### What is expected
Go through the entries and copy each one exactly. Leave none out.

### Collected data
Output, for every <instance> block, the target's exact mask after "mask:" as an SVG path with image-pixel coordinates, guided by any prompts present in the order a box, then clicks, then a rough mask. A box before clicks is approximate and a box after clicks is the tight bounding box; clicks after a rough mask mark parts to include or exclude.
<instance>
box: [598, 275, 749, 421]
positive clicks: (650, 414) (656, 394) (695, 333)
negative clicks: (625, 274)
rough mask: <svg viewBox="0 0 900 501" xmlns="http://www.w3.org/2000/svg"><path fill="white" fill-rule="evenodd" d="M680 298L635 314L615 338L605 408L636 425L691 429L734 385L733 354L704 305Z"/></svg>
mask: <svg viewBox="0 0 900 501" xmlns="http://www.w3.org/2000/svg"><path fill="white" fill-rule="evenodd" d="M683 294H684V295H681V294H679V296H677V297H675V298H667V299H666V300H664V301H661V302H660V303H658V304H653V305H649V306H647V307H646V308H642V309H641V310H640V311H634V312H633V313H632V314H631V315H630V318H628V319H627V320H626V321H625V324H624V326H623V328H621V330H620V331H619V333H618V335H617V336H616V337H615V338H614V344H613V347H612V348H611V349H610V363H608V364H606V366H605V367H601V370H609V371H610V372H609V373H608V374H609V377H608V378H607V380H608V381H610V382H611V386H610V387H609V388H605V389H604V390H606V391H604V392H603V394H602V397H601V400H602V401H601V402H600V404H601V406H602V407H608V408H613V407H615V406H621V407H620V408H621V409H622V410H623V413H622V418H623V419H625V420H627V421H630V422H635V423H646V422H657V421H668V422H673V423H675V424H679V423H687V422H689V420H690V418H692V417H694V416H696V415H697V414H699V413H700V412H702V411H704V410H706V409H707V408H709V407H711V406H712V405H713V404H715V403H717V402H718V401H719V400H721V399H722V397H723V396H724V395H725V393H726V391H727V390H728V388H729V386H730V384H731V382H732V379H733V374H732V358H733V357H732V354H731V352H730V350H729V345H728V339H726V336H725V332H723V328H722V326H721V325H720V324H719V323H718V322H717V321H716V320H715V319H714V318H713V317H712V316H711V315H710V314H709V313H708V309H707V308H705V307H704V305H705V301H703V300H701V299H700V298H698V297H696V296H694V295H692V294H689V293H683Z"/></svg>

### Task response
Output, for every <instance> block, the target's exact mask after "mask:" as an SVG path with image-pixel coordinates, guided by any prompts present in the order a box, then clicks, then a rough mask. A box before clicks is approximate and a box after clicks is the tight bounding box; clicks after a rough mask mark parts to include or exclude.
<instance>
box: [598, 275, 749, 421]
positive clicks: (650, 414) (656, 394) (695, 333)
negative clicks: (625, 274)
rough mask: <svg viewBox="0 0 900 501" xmlns="http://www.w3.org/2000/svg"><path fill="white" fill-rule="evenodd" d="M680 298L635 314L615 338L605 408L636 425L691 429L734 385L733 354L704 305Z"/></svg>
mask: <svg viewBox="0 0 900 501" xmlns="http://www.w3.org/2000/svg"><path fill="white" fill-rule="evenodd" d="M683 294H684V295H681V294H679V296H677V297H675V298H667V299H666V300H664V301H661V302H660V303H658V304H653V305H649V306H647V307H646V308H642V309H641V310H640V311H634V312H633V313H632V314H631V315H630V318H628V319H627V320H626V321H625V324H624V326H623V328H621V330H620V331H619V333H618V335H617V336H616V337H615V338H614V344H613V347H612V348H611V349H610V363H608V364H606V366H605V367H601V370H609V371H610V372H609V373H608V374H609V377H608V378H607V380H608V381H610V382H611V386H610V387H609V388H605V389H604V390H606V391H604V392H603V394H602V397H601V400H602V401H601V402H600V404H601V406H602V407H608V408H613V407H615V406H621V407H620V408H621V409H622V410H623V413H622V418H623V419H625V420H627V421H630V422H635V423H646V422H657V421H668V422H673V423H675V424H679V423H687V422H689V420H690V418H692V417H694V416H696V415H697V414H699V413H700V412H702V411H704V410H706V409H707V408H709V407H711V406H712V405H713V404H715V403H717V402H718V401H719V400H721V399H722V397H723V396H724V395H725V393H726V391H727V390H728V388H729V386H730V384H731V382H732V379H733V374H732V358H733V357H732V354H731V352H730V350H729V345H728V339H726V336H725V332H723V328H722V326H721V325H720V324H719V323H718V322H717V321H716V320H715V319H714V318H713V317H712V316H711V315H710V314H709V313H708V309H707V308H705V307H704V305H705V301H703V300H701V299H700V298H698V297H696V296H694V295H692V294H689V293H683Z"/></svg>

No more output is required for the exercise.